- A run of records:
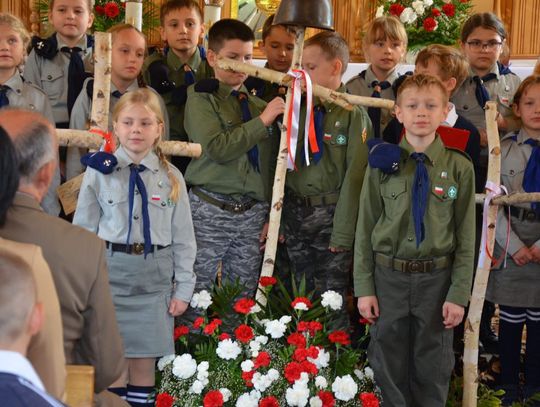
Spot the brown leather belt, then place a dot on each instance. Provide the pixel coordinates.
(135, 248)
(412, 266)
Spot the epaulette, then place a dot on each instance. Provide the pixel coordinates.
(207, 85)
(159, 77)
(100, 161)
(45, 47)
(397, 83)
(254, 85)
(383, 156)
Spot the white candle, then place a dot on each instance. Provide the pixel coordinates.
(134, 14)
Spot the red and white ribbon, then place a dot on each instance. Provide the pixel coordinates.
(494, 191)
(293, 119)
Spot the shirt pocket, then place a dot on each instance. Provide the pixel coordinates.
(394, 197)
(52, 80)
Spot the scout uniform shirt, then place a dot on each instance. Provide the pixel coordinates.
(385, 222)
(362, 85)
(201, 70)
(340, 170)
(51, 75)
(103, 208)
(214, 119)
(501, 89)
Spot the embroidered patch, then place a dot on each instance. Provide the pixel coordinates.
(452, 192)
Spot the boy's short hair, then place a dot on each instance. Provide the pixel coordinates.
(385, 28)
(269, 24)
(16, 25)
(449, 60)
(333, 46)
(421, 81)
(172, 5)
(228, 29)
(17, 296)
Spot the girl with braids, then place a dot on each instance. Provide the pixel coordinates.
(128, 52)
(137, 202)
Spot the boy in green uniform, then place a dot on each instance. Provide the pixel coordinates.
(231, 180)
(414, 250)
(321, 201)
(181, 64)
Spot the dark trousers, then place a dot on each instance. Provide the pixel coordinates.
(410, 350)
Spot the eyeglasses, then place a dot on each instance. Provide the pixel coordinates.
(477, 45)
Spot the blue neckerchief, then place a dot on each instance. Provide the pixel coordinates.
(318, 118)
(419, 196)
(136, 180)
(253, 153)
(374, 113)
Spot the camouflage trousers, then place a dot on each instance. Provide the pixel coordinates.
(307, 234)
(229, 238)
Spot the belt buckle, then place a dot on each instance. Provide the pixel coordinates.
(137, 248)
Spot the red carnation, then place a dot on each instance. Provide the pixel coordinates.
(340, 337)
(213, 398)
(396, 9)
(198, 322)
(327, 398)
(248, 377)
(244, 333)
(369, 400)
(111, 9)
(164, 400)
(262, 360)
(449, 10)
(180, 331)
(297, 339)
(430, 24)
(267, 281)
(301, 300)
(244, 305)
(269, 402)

==

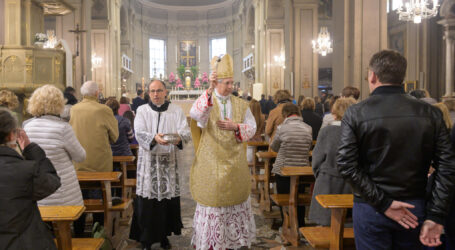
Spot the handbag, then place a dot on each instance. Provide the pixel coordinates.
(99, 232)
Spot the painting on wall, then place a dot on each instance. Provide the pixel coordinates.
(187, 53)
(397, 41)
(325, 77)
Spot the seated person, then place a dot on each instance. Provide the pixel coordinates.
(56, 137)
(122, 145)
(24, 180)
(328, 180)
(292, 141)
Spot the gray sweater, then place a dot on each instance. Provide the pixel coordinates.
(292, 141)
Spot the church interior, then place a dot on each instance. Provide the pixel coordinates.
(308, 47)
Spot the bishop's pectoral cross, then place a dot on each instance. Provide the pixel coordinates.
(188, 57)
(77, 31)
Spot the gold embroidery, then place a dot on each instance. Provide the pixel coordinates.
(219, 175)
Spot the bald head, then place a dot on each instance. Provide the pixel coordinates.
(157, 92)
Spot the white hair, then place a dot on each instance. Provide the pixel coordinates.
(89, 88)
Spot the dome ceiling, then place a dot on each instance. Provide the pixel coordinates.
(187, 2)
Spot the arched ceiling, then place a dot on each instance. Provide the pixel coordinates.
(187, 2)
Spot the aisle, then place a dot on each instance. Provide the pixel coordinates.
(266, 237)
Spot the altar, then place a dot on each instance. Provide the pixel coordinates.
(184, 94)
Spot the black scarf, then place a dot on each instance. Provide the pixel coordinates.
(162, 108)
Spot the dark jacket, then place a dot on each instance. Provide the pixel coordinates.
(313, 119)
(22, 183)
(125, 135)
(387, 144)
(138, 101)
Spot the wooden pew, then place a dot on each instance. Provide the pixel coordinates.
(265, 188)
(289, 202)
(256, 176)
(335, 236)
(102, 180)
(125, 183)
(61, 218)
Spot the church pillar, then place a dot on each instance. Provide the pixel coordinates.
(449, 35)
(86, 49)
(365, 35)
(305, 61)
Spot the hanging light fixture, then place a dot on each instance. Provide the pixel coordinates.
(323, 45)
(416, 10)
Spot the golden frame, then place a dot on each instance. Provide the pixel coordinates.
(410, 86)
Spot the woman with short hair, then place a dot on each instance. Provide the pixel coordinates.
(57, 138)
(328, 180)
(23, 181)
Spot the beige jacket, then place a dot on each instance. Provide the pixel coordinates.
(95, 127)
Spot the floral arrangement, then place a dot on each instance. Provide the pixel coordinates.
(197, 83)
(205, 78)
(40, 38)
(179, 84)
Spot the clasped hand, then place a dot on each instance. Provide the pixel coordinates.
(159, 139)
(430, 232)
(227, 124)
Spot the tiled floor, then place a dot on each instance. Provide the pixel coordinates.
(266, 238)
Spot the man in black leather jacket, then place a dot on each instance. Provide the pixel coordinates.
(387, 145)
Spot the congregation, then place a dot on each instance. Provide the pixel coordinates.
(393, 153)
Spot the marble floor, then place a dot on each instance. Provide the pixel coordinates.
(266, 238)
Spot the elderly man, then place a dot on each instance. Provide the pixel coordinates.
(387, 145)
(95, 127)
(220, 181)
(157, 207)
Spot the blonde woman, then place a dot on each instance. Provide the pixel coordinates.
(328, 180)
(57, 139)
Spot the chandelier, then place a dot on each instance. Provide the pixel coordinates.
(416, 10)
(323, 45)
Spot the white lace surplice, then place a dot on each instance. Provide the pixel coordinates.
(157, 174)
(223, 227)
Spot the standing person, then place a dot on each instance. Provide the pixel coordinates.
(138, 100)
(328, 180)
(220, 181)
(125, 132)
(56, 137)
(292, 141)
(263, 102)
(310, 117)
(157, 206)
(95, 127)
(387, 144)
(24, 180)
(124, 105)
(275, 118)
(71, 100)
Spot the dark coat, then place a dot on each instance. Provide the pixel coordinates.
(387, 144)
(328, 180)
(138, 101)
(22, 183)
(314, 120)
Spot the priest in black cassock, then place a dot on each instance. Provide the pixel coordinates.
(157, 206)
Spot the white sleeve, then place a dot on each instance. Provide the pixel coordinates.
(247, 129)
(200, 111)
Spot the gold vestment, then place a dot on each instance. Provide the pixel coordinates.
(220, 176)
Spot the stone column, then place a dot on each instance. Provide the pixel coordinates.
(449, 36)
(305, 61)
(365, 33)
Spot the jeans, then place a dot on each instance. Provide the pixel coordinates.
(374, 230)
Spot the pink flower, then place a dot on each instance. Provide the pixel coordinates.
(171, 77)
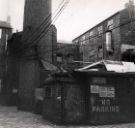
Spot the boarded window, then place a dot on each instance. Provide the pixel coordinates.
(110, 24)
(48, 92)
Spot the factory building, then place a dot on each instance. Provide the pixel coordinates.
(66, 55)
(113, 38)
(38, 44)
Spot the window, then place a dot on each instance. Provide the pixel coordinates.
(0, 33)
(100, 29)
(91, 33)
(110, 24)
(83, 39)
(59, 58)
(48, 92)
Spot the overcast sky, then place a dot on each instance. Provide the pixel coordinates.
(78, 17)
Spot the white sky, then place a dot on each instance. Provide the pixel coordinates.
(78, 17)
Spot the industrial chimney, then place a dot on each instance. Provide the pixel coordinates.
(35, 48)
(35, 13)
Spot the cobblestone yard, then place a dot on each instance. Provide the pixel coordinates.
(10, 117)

- To do: State how many lines in the items above contain the string "jacket", counting only matches with identical case. Reply with the number alone.

- Exercise result: 3